(Stored dataset items)
:::::
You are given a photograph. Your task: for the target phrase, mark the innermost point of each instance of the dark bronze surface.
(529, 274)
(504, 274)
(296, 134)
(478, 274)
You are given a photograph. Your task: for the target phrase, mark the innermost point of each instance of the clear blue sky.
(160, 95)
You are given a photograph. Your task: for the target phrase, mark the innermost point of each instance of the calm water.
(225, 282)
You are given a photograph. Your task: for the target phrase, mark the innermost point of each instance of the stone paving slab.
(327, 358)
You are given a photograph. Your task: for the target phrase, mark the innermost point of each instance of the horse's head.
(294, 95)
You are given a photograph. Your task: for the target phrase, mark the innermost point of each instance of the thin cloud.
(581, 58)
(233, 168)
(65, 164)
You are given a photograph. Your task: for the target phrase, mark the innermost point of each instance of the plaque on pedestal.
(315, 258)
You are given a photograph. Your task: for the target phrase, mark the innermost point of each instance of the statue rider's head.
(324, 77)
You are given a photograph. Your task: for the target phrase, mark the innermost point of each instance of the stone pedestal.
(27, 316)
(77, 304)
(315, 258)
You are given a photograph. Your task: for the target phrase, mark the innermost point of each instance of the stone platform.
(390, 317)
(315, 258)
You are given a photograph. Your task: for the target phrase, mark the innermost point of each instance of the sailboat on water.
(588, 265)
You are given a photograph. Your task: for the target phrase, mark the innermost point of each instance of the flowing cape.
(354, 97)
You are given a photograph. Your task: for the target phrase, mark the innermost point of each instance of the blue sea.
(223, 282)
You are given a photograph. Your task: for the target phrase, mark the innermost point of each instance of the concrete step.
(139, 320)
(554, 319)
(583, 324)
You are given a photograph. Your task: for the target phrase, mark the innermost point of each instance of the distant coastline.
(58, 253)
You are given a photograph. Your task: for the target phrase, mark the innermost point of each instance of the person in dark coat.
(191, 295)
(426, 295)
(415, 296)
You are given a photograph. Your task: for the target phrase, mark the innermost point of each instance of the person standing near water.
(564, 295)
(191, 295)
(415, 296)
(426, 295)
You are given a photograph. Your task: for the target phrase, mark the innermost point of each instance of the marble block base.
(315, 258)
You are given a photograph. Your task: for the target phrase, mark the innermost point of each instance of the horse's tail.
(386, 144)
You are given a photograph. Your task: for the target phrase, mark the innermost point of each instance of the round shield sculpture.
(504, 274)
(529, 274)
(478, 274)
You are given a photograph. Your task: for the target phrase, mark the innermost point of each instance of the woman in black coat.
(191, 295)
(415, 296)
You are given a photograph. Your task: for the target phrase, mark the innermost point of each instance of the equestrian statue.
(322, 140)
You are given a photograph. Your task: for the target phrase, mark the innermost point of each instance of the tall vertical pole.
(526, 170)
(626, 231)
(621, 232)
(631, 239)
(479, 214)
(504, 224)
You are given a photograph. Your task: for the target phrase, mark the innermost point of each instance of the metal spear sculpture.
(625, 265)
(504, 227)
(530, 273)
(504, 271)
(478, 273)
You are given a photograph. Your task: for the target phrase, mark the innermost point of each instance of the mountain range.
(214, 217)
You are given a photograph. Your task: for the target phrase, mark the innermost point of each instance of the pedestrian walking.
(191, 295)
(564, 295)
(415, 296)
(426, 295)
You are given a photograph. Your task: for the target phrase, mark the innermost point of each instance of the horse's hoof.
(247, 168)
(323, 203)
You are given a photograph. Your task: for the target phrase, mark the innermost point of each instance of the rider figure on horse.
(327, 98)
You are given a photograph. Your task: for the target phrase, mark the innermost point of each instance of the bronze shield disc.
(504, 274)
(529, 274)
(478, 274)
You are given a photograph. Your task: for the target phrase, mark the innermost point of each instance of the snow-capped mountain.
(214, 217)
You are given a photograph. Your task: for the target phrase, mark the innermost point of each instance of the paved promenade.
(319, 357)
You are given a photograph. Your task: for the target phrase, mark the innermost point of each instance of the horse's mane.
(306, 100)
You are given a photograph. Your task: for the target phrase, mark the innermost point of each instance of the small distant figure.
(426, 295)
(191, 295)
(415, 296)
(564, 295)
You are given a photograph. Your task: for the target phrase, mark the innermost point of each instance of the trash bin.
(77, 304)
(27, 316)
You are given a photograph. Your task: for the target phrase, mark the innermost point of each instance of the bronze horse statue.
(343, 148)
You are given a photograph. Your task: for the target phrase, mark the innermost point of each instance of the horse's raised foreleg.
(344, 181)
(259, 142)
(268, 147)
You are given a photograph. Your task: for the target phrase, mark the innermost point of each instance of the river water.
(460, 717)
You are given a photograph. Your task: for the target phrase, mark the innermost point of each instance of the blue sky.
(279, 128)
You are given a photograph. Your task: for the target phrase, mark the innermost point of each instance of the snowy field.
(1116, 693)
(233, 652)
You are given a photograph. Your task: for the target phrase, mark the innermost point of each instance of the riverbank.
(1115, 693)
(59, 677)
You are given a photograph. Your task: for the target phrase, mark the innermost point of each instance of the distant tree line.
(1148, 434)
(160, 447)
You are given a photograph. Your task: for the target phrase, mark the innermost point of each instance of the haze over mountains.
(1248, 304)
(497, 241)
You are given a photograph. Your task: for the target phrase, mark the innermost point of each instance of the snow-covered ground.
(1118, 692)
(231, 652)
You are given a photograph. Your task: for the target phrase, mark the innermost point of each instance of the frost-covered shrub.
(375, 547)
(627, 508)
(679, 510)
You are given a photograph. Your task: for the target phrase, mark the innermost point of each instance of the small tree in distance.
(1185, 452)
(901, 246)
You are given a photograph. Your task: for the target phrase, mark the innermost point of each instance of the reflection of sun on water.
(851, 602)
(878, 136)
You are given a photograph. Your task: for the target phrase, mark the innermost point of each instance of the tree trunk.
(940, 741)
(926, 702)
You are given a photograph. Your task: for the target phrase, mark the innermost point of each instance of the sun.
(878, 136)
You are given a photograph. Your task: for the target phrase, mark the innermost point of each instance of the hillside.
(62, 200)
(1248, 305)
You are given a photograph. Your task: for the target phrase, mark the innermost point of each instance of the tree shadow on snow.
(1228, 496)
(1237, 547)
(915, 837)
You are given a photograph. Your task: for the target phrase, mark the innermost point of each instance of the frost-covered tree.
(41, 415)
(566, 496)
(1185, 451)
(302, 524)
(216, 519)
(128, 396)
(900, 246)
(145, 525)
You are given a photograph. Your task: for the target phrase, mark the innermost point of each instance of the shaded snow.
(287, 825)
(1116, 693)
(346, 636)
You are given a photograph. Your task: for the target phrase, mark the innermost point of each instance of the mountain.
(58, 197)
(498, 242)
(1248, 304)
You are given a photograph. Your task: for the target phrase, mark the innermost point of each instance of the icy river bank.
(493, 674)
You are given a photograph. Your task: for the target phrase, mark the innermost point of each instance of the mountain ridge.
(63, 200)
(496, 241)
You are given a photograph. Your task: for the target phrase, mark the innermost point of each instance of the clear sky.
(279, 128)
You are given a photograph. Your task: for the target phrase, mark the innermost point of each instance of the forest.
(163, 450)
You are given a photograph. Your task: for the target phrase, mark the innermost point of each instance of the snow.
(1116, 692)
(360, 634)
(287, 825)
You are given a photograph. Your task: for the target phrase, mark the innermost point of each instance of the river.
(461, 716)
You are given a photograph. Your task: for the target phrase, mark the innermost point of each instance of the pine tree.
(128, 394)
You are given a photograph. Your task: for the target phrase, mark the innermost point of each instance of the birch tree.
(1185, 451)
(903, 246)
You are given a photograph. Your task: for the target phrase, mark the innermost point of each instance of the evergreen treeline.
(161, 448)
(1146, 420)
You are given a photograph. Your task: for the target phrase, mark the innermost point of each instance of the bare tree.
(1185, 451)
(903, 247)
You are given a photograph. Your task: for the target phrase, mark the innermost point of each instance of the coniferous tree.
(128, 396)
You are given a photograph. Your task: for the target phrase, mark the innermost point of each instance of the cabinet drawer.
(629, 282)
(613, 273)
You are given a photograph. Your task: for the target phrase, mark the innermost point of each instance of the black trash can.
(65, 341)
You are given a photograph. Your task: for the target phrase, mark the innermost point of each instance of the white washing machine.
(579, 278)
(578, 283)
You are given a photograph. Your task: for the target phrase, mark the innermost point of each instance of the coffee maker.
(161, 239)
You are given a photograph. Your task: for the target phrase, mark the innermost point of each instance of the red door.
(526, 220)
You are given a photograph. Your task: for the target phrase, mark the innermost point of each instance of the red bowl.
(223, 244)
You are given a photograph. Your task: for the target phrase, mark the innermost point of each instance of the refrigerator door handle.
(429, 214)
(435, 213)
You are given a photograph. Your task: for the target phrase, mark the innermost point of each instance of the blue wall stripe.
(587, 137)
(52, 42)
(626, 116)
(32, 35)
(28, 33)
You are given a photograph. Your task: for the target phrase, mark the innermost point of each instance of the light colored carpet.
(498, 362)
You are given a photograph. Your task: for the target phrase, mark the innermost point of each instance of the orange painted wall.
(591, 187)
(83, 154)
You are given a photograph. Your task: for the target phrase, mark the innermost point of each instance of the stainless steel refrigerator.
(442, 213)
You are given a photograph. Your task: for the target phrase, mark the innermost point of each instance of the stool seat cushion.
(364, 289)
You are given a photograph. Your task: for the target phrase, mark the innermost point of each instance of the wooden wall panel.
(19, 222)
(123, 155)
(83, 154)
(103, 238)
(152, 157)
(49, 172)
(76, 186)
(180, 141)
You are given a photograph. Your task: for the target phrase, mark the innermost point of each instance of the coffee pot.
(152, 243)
:::::
▶ YOUR ASSIGNMENT:
In the records above, locate the line that contains "the red bowl.". Repeat it and every line after it, exactly, and nothing else.

▶ WRITTEN RESPONSE:
You are given a photograph. Your task: for the target phrase, mark the innermost point of each instance of the red bowl.
(223, 244)
You are given a photograph. Your task: for the target phrase, mark the innermost point of each instance of the refrigerator door handle.
(429, 214)
(435, 213)
You are given a photograph. Your task: for the target phrase, mark the innermost point of each instance of the blue wall stripe.
(587, 137)
(52, 42)
(626, 116)
(32, 35)
(28, 33)
You are given a photograph. Your task: for the target phrase, mark the innermost point of each instance of the light colored carpet.
(498, 362)
You are given a photograph. Your task: for the target phrase, mark the innermost point of each instance of the orange painted wall.
(591, 187)
(83, 154)
You are given a photograph. Your task: for the target phrase, mark the innermost point of each instance of the stainless steel refrigerator.
(442, 213)
You are given a photograph. Your task: for the target phrase, mark the innermost point of each instance of the stool seat cushion.
(364, 289)
You are given a photograph. Your task: for the target phrase, mark the innermost point of each instance of the wooden wall panel.
(19, 222)
(123, 155)
(83, 154)
(103, 238)
(152, 157)
(49, 172)
(76, 186)
(180, 141)
You are given a photograph. Your task: for the target phrase, mark the innermost point of each instance of the coffee pot.
(152, 243)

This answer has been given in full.